* [About this exercise] Check each line of the entries below for the word "standing", and copy the lines that have it.

Saved data entries
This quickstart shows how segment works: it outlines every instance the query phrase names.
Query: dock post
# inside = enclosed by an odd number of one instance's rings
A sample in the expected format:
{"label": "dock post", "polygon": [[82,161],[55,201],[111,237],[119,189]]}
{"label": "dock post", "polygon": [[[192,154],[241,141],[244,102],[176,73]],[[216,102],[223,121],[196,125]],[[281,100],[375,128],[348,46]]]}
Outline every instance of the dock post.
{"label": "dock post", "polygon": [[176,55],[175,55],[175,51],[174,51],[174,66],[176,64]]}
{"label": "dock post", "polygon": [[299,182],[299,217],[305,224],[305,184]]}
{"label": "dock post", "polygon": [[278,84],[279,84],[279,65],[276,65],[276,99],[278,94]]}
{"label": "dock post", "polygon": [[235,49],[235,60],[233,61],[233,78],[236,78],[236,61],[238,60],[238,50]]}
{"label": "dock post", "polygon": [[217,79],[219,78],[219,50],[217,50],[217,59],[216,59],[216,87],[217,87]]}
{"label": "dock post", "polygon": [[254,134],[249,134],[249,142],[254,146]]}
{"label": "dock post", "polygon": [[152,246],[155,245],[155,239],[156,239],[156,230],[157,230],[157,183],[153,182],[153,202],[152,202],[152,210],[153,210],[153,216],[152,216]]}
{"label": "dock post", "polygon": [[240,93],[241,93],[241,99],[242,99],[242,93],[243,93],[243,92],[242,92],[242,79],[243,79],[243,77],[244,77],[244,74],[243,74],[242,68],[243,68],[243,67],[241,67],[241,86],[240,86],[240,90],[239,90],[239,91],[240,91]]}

* * *

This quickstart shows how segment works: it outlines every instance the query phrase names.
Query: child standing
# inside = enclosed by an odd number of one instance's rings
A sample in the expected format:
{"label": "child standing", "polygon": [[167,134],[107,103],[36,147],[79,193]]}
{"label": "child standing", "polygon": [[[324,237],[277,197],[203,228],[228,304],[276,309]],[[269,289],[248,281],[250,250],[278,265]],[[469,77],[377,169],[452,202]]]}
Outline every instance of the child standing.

* [Problem solution]
Query: child standing
{"label": "child standing", "polygon": [[167,134],[107,103],[36,147],[79,193]]}
{"label": "child standing", "polygon": [[[324,237],[277,197],[203,228],[228,304],[276,309]],[[269,289],[248,281],[250,250],[278,265]],[[469,77],[377,169],[452,202]]]}
Outline every instance of the child standing.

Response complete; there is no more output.